■ **Exercise description**
After finding the line with "Query: window pane" in the data below, set down exactly each line through the one with "x=125, y=61", inclusive, and stop there.

■ **Dataset records**

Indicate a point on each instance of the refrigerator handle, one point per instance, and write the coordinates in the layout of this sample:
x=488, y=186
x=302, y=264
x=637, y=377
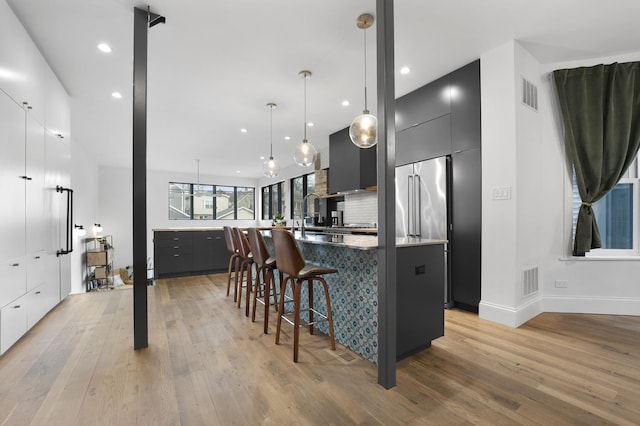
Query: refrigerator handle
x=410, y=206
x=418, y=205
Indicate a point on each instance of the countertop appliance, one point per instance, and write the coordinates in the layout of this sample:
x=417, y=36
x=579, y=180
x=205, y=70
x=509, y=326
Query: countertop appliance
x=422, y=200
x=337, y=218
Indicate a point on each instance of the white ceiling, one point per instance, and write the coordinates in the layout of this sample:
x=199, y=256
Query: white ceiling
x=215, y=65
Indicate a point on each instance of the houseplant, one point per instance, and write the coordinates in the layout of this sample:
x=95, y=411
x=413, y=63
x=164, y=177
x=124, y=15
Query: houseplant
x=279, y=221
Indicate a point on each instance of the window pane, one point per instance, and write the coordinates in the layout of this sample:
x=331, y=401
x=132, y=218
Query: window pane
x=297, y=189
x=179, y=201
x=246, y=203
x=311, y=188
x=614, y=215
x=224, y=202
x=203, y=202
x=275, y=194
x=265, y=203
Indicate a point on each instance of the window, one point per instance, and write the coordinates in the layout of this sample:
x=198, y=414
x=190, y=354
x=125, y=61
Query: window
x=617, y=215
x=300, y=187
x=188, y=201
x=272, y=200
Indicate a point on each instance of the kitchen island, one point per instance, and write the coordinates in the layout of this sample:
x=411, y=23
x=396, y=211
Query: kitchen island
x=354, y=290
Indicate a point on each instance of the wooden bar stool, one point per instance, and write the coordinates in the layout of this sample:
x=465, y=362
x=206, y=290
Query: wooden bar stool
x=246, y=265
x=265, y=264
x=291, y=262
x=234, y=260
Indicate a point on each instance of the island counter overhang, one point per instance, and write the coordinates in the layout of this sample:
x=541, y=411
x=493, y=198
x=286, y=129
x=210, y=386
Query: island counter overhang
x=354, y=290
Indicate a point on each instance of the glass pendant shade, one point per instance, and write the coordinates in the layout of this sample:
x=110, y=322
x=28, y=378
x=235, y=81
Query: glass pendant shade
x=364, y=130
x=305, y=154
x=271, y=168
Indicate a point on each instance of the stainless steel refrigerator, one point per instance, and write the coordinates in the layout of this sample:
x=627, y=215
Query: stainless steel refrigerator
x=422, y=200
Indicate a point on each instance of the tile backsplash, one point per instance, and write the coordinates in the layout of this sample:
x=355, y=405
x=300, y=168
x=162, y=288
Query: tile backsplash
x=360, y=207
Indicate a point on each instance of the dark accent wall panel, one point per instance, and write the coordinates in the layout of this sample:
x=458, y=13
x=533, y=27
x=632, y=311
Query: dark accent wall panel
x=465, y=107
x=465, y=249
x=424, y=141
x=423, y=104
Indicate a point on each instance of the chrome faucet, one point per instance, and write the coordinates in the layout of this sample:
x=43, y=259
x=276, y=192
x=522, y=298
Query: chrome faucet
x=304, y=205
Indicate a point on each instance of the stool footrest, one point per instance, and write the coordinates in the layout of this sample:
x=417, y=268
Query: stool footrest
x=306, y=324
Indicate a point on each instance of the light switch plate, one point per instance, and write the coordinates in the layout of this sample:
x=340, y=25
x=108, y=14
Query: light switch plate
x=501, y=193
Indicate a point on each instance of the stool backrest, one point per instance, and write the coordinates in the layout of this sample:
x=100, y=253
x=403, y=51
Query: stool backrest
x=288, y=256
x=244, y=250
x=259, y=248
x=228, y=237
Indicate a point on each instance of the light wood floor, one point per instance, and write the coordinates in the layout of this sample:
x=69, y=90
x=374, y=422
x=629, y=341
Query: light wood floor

...

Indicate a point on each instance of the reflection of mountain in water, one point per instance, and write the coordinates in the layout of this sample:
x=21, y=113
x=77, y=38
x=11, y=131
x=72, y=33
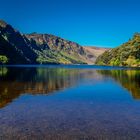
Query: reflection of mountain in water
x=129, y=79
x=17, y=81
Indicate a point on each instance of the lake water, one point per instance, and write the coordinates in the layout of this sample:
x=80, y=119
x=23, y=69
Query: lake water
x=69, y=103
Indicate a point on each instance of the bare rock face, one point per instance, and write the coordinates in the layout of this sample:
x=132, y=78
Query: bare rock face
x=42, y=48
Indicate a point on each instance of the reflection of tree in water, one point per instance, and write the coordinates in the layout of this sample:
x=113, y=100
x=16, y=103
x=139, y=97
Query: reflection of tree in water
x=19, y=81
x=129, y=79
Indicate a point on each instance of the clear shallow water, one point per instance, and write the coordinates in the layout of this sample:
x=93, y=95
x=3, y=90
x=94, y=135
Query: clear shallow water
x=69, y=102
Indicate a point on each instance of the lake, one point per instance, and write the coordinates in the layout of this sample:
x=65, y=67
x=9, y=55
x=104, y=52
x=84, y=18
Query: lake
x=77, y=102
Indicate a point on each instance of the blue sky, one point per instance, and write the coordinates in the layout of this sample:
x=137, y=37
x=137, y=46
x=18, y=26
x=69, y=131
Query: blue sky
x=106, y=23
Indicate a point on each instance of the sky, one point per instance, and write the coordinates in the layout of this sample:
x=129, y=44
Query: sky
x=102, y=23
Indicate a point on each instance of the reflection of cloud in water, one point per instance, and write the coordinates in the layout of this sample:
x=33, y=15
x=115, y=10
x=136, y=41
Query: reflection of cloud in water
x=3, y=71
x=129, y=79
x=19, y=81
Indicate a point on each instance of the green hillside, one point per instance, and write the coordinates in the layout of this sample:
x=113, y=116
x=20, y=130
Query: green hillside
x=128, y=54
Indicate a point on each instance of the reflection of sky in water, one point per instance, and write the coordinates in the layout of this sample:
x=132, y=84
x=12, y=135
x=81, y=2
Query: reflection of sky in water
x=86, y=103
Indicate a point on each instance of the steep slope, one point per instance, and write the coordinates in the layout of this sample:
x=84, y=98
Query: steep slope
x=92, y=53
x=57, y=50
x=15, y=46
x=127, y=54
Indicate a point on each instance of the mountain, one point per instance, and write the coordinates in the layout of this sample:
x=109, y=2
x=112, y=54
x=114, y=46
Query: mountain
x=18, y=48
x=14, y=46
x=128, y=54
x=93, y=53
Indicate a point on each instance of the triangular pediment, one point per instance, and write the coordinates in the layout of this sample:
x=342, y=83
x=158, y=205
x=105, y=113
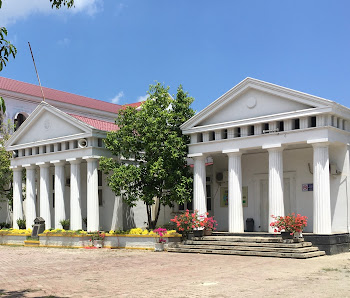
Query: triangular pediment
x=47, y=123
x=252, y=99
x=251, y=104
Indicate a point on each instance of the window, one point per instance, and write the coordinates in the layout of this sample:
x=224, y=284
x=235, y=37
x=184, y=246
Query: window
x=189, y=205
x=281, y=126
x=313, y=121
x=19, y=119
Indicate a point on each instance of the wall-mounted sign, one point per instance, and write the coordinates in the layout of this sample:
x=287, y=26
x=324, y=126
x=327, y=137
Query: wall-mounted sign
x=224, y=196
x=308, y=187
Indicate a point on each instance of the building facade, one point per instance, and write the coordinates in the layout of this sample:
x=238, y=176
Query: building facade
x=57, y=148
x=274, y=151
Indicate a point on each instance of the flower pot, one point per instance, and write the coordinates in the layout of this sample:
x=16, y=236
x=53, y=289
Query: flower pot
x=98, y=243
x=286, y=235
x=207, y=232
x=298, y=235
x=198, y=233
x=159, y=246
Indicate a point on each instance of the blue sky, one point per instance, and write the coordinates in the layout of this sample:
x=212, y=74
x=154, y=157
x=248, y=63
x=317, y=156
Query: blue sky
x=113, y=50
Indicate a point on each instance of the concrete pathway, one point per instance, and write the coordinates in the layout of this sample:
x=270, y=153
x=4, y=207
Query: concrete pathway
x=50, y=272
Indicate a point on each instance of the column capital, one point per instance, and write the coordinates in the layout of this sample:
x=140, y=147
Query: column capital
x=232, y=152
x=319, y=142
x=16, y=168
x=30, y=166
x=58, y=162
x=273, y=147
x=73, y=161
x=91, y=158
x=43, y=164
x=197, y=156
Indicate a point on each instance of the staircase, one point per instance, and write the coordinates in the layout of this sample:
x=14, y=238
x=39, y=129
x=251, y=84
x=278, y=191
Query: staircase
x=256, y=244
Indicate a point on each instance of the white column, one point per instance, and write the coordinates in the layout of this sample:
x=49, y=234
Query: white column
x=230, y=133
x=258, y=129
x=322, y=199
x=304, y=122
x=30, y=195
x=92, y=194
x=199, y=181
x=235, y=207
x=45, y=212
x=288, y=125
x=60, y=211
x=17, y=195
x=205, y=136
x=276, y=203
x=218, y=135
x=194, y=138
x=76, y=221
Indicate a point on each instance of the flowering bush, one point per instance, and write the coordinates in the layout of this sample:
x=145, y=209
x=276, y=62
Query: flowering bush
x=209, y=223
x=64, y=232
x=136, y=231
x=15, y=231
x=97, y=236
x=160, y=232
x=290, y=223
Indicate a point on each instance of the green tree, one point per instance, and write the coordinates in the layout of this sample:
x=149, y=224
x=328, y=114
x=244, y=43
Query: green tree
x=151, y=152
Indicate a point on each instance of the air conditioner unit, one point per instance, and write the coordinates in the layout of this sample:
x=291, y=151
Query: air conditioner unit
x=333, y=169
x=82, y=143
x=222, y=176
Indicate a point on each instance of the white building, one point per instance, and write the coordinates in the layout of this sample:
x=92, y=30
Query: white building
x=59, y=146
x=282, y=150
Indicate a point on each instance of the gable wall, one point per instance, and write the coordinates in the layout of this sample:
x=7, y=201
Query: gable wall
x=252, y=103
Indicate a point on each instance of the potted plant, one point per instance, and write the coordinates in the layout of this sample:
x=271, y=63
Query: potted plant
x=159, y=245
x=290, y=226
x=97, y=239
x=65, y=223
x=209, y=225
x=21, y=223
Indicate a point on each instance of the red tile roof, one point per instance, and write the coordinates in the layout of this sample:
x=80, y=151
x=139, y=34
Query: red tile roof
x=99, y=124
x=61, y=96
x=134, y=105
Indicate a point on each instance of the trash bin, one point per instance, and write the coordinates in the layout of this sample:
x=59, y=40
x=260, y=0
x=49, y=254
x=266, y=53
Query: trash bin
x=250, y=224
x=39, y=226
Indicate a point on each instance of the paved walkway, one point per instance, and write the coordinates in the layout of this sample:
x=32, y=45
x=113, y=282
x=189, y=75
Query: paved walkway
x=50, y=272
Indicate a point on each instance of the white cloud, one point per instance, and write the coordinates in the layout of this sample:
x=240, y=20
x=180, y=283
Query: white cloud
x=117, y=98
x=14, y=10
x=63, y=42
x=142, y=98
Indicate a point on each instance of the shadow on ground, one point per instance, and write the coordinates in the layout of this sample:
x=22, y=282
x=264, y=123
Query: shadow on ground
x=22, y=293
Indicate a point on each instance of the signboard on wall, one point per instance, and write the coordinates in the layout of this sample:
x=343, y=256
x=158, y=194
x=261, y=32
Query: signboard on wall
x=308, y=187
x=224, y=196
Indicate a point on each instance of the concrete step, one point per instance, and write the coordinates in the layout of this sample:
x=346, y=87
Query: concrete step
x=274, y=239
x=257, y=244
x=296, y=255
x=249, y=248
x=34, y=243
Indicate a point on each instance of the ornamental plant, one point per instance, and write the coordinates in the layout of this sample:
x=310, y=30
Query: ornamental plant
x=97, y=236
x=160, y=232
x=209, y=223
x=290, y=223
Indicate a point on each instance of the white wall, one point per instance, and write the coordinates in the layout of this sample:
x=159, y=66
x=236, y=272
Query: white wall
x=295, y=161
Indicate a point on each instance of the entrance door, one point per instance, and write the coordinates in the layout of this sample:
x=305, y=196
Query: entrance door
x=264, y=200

■ **Exercise response**
Query: window pane
x=297, y=189
x=179, y=201
x=246, y=203
x=311, y=188
x=614, y=215
x=224, y=202
x=203, y=202
x=275, y=194
x=265, y=203
Indicate a point on each instance of the window, one point per instance, and write the coordinates in the layout of this sample:
x=198, y=414
x=190, y=354
x=125, y=61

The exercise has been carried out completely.